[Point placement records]
▼

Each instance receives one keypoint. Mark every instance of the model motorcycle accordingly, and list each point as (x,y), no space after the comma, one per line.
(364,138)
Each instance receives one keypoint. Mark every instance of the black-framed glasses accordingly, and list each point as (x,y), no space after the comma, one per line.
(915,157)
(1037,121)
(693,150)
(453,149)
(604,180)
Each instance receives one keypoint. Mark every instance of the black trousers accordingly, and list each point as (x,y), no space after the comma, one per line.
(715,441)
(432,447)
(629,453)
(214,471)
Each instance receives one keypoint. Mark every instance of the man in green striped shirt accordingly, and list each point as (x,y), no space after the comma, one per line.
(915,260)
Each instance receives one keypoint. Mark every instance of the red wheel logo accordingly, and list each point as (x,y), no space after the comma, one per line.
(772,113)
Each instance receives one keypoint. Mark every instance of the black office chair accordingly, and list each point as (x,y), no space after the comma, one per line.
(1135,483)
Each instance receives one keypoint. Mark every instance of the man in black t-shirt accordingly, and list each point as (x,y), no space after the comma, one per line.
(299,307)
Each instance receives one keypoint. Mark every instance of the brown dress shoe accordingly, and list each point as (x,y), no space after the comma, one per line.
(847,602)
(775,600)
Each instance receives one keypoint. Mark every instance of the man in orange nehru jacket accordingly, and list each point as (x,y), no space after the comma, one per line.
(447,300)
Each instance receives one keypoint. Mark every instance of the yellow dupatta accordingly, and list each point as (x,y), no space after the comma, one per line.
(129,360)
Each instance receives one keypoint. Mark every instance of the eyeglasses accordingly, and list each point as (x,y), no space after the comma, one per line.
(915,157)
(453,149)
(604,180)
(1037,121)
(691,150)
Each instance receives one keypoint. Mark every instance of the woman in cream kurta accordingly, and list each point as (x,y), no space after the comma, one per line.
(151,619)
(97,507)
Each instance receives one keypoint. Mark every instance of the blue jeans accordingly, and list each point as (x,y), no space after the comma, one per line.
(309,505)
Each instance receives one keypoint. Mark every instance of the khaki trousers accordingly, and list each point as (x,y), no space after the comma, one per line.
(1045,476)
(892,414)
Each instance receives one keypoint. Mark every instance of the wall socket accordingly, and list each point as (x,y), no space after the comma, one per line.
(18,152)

▲

§ Task statement:
Take the line holding "of the eyeglasses" and all lines after it through the end of the data, and set them down exactly.

§ Reply to the task:
Each instance receives one keypoint. Mark every instance of the eyeglasses accordingly, and list each point as (x,y), no space after the comma, one per line.
(915,157)
(453,149)
(604,180)
(1037,121)
(691,150)
Each instance receives one keypoint. Mark every instance of the woman in cream kurta accordingly, and list each point as (x,y), no space after the comma, one per line.
(151,619)
(97,507)
Each instance receives one keypoint. Mark every instance of the blue jeans accordingly, and list each point as (x,y), no space after the comma, one per line.
(309,505)
Each instance receives one keypoint. Mark every instance of the khaki trousers accordingly, and list each point as (x,y), no space after the comma, one per line.
(1045,476)
(892,414)
Each instance receives one keypoint. Mark every instance of the wall socket accordingly, and list each point as (x,y), no space after the comma, one per line.
(18,152)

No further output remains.